▶ _PASSAGE_
The revolution starts now
Michael McCaughan looks at two sets of memoirs written from the front lines of global battlefields by witnesses who join the revolution with no agenda other than their passion and idealism
Brigadista: An Irishman's Fight Against Fascism. By Bob Doyle. Published by Currach Press, €14.99
Clandestines: the pirate journals of an Irish exile. By Ramor Ryan. Published by AK Press, €14
The nation's book-shelves are creaking with radical ideas these days. Writers like Noam Chomsky and Greg Palast enjoy mainstream exposure at a time of deepening public scepticism over the course of world affairs.
However, it is much harder to find contemporary memoirs which take the reader to the heart of today's global battlefields by participants who are neither UN workers nor NGO delegates applying Band-Aids to matters of grave urgency and social justice. It is rare to find witnesses who owe nothing to anyone and who join foreign conflicts in a spirit of self-sacrifice and idealism.
Some good examples of the genre include Gioconda Belli's The Country Under my Skin; Stuart Christie's Granny made me an Anarchist and the captivating Nor meekly serve my time, which takes the reader on an unpleasant journey into the H-Blocks in the company of some of its former residents.
So it is heartening to discover new books in which Irish rebels who have travelled beyond these shores share their wisdom upon return.
Bob Doyle is a veteran of the international brigades who fought fascism in Spain during the civil war, risking his life for his ideals.
Ramor Ryan is half-a-century younger and motivated by similar ideals. He visited dozens of hot-spots around the globe, from Kurdish guerrilla camps to a Croatian Rainbow Gathering, always striving to understand radical experiments, his role shifting from observer to activist.
Both men have penned their experiences in two fascinating books which combine action and reflection to give a profound insight into the human condition.

[Collected data entries]
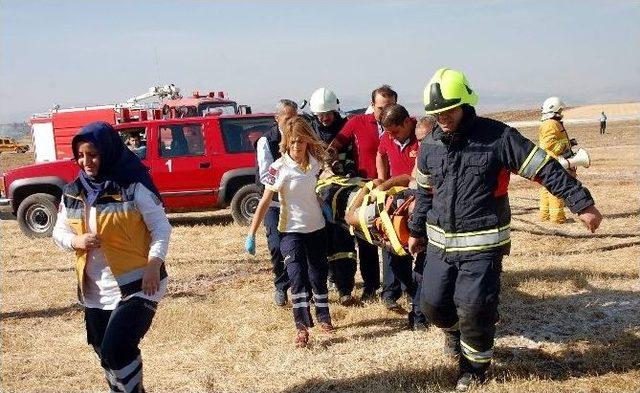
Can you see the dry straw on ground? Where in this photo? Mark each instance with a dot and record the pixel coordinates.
(569, 313)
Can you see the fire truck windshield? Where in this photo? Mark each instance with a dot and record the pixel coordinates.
(217, 109)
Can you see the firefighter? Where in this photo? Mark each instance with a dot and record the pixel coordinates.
(553, 138)
(462, 208)
(341, 251)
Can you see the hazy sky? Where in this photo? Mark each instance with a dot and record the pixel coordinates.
(515, 53)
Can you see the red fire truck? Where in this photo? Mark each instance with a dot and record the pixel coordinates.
(200, 158)
(52, 131)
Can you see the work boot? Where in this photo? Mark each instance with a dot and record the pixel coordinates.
(347, 300)
(468, 380)
(280, 297)
(368, 296)
(390, 304)
(451, 344)
(326, 327)
(302, 337)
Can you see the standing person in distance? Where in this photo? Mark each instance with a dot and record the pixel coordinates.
(603, 122)
(111, 215)
(462, 210)
(301, 224)
(553, 138)
(341, 253)
(267, 151)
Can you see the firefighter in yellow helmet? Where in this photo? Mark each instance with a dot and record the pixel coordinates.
(462, 214)
(553, 138)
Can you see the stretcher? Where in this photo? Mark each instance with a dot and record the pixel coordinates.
(378, 217)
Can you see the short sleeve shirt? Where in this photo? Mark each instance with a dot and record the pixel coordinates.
(296, 187)
(401, 156)
(362, 130)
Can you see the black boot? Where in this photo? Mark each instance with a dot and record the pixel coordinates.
(451, 343)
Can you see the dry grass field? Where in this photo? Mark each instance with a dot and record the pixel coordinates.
(570, 312)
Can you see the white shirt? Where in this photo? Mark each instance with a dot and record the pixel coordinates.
(100, 288)
(265, 159)
(299, 206)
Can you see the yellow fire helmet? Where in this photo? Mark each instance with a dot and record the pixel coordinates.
(447, 89)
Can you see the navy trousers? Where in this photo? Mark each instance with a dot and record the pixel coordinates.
(396, 275)
(369, 265)
(464, 295)
(305, 257)
(280, 277)
(341, 254)
(115, 336)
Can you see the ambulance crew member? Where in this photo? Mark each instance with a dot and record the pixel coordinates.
(462, 208)
(113, 218)
(341, 251)
(267, 151)
(553, 138)
(364, 132)
(303, 241)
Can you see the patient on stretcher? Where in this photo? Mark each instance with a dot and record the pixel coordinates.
(370, 210)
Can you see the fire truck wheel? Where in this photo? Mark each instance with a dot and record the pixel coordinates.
(244, 204)
(37, 215)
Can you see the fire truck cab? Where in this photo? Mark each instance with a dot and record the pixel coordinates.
(197, 160)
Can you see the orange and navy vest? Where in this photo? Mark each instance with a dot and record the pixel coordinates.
(124, 237)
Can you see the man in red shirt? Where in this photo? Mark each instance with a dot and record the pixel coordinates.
(364, 132)
(395, 159)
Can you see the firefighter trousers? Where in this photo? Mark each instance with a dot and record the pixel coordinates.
(115, 335)
(341, 254)
(463, 295)
(551, 207)
(305, 257)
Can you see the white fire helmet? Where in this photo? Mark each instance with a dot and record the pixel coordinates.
(324, 100)
(551, 107)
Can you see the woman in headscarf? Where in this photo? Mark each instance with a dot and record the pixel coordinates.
(112, 216)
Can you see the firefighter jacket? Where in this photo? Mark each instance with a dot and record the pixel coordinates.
(553, 138)
(125, 238)
(272, 139)
(462, 204)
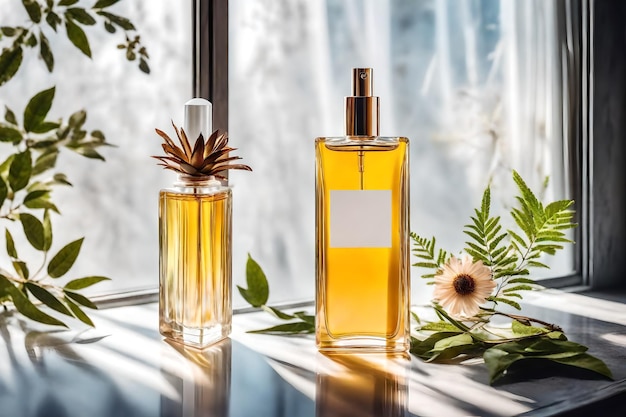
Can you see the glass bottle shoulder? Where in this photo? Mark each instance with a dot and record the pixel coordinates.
(203, 187)
(361, 142)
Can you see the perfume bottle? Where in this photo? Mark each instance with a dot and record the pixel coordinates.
(362, 231)
(195, 304)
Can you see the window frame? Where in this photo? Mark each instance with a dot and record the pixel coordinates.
(585, 27)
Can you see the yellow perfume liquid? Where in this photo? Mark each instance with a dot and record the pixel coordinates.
(362, 229)
(195, 305)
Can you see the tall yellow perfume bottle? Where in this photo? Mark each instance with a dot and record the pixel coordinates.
(195, 302)
(362, 231)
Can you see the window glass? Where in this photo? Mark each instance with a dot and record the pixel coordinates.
(114, 204)
(475, 85)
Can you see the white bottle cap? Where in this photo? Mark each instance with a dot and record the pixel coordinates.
(198, 119)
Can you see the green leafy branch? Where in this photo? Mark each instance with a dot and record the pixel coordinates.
(37, 143)
(432, 258)
(19, 286)
(504, 356)
(257, 295)
(54, 14)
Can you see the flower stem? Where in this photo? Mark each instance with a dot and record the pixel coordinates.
(527, 320)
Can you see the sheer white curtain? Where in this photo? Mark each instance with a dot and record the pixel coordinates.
(475, 85)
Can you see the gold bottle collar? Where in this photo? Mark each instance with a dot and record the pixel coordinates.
(362, 108)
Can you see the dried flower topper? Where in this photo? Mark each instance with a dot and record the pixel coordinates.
(203, 159)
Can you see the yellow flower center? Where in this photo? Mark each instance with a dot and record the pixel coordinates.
(464, 284)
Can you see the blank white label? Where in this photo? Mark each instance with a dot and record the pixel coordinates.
(360, 218)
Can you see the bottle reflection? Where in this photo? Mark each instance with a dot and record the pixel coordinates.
(204, 387)
(366, 385)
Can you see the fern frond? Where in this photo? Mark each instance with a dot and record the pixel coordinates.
(424, 248)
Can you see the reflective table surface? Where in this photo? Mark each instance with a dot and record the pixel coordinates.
(123, 367)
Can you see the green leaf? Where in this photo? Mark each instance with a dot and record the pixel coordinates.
(499, 359)
(47, 231)
(38, 108)
(101, 4)
(439, 326)
(9, 134)
(78, 313)
(10, 61)
(22, 269)
(42, 203)
(20, 170)
(45, 127)
(24, 305)
(45, 161)
(277, 313)
(81, 299)
(456, 340)
(4, 167)
(9, 116)
(522, 281)
(34, 10)
(89, 152)
(588, 362)
(421, 348)
(518, 288)
(11, 251)
(307, 318)
(77, 36)
(426, 265)
(61, 179)
(80, 283)
(77, 119)
(45, 52)
(33, 229)
(33, 195)
(287, 328)
(120, 21)
(53, 20)
(47, 298)
(4, 191)
(485, 204)
(64, 259)
(109, 27)
(143, 66)
(80, 15)
(8, 31)
(257, 292)
(505, 301)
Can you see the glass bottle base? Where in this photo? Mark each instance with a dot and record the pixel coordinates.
(363, 344)
(195, 337)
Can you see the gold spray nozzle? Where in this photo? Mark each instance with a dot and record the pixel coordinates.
(362, 114)
(362, 82)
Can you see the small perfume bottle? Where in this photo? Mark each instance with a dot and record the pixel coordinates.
(195, 304)
(362, 231)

▶ _COMPLETE THE FOLLOWING_
**a)** In the book review, which press published Bob Doyle's Brigadista?
**b)** Print the part of the entries that opens with the line containing "Can you see the gold spray" and runs through the end of the entries.

▶ _EXPECTED RESPONSES_
**a)** Currach Press

**b)**
Can you see the gold spray nozzle? Where in this photo? Mark each instance with a dot and record the pixel coordinates.
(362, 114)
(362, 82)
Can you see the small perfume bottle? Where in this photo? Mark each instance with a dot and record the pixel coordinates.
(195, 304)
(362, 231)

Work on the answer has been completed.